* **To be done**: Gather every line in the listing below that contains the string "stalk". Matching is case-sensitive.

(Location identification entries)

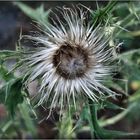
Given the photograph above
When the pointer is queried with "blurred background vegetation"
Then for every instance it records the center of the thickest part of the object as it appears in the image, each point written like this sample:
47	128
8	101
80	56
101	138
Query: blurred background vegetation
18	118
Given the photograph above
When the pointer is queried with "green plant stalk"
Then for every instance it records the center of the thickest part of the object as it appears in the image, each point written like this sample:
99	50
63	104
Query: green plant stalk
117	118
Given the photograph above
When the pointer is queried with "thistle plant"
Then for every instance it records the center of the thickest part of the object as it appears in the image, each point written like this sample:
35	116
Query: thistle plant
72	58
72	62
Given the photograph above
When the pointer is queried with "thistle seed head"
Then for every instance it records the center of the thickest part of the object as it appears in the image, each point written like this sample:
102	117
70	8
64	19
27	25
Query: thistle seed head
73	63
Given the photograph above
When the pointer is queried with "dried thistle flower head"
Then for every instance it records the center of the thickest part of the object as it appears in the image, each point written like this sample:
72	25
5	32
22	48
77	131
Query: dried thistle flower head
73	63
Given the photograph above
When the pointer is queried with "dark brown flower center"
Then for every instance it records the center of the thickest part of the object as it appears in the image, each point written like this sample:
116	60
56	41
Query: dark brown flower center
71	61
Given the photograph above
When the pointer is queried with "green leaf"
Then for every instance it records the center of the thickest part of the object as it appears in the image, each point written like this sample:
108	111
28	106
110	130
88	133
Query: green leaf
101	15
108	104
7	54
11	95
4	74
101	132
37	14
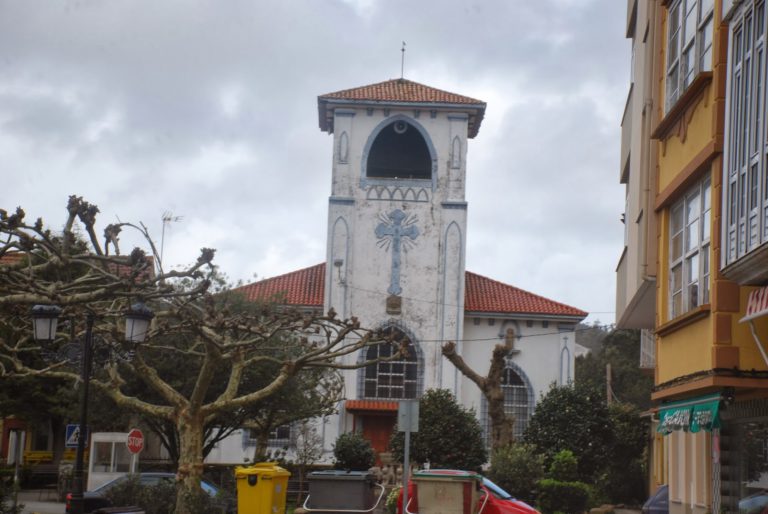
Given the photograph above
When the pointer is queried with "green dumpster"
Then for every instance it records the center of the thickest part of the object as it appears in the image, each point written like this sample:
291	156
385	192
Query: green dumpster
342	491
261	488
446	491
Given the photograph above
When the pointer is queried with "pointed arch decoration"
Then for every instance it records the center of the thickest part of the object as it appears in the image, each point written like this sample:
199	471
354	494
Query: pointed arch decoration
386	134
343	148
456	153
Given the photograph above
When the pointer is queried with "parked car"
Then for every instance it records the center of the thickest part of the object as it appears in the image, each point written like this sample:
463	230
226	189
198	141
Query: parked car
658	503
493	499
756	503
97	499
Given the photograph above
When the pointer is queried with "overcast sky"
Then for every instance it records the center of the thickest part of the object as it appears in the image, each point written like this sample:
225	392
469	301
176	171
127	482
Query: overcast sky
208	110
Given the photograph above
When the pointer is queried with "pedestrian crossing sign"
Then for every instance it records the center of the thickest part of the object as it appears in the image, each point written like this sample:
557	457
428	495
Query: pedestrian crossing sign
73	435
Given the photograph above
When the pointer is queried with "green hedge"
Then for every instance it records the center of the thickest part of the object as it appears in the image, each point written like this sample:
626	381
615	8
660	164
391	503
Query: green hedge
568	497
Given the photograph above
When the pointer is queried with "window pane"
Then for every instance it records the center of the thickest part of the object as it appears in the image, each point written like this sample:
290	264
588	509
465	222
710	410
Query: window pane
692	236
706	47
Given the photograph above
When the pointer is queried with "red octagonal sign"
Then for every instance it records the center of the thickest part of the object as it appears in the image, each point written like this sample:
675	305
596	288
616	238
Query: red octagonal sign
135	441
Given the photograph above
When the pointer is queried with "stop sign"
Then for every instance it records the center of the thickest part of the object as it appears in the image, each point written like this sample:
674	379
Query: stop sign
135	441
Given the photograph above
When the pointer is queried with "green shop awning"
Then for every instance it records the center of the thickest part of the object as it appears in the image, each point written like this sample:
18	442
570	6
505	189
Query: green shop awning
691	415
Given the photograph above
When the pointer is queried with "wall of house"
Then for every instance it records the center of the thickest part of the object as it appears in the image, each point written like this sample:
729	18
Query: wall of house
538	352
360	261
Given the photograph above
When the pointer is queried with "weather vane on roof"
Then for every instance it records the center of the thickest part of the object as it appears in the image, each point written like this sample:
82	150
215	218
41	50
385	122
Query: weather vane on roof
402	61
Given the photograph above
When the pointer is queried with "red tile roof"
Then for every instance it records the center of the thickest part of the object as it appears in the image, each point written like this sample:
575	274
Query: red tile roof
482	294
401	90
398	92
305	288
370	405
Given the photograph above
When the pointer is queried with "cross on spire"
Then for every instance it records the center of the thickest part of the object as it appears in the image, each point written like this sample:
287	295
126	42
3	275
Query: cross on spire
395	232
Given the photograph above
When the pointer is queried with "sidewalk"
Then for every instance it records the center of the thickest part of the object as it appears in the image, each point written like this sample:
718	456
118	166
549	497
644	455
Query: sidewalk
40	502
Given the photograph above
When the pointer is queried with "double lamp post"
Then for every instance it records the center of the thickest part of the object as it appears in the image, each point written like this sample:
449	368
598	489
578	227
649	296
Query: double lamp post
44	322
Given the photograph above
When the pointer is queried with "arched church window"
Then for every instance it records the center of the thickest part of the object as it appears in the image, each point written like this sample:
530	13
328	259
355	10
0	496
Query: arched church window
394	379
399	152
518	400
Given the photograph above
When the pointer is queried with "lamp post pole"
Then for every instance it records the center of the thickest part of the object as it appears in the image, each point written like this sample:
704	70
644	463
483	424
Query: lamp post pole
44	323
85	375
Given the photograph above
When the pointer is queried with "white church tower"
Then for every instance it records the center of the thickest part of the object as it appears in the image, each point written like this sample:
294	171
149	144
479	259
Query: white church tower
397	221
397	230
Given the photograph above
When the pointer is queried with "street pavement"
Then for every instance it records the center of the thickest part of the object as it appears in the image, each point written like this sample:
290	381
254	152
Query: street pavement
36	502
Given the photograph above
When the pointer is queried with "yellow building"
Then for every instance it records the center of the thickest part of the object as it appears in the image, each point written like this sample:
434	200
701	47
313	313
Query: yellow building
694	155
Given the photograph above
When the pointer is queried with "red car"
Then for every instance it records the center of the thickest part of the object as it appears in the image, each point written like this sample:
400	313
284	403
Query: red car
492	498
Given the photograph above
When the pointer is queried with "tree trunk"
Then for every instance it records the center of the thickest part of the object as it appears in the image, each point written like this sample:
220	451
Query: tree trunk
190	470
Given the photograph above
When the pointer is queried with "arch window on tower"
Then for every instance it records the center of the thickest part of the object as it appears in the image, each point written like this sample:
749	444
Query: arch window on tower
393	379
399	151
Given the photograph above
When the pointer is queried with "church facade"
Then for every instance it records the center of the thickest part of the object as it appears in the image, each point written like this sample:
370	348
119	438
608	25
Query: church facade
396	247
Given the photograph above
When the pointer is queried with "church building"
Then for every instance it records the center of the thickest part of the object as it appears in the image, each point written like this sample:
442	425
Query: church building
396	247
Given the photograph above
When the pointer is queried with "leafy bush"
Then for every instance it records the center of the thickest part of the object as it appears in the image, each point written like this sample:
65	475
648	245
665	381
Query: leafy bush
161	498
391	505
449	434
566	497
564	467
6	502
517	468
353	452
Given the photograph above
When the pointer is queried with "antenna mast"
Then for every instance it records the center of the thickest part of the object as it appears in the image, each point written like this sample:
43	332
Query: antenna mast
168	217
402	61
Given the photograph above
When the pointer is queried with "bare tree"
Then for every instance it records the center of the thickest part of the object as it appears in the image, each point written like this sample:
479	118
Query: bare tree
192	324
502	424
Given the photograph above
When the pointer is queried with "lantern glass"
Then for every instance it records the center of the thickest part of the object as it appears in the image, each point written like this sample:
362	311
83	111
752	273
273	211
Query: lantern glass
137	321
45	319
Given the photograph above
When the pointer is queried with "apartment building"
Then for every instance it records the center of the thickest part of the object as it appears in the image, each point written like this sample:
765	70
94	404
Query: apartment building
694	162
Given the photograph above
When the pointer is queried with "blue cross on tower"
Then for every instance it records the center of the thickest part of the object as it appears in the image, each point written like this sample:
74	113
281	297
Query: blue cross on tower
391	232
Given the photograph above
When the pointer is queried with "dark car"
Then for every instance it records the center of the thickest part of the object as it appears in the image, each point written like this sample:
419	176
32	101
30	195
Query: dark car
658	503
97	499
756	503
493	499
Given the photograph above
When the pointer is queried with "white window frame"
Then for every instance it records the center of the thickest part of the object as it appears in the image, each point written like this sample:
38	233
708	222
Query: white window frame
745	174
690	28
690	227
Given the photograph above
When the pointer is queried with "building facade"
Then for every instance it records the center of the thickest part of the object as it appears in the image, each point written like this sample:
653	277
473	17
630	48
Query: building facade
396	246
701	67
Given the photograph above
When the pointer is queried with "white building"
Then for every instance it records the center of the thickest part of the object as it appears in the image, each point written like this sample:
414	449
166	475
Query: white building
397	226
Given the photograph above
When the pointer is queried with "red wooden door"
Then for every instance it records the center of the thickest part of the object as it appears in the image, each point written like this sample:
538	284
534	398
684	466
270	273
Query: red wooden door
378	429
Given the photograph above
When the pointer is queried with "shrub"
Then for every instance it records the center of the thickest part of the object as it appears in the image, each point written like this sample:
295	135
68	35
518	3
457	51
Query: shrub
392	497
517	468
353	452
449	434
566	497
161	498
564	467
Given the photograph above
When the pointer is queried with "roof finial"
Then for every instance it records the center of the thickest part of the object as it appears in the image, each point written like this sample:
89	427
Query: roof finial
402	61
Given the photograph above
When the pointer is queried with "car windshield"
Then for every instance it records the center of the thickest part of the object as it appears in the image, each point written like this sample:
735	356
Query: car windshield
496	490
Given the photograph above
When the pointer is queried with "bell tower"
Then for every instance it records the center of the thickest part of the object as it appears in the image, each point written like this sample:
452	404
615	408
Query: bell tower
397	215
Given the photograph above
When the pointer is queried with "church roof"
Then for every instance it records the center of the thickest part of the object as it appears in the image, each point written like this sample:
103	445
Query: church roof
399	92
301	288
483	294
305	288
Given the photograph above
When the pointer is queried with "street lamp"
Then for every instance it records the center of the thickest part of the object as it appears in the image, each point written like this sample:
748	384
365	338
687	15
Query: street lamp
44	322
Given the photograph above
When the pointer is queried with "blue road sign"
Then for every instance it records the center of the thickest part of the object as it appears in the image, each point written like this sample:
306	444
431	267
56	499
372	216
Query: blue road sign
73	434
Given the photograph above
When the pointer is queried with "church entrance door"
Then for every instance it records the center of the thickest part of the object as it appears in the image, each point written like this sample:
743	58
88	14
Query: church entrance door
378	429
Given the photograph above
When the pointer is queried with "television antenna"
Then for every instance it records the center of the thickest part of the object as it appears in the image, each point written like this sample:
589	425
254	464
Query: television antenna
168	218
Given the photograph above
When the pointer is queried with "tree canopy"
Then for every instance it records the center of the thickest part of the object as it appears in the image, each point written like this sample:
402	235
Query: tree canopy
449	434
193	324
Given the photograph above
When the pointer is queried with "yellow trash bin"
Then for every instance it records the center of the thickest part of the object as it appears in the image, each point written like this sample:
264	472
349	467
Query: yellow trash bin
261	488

* **Solution to this task**:
When the pointer is queried with "green plant stalk"
Query: green plant stalk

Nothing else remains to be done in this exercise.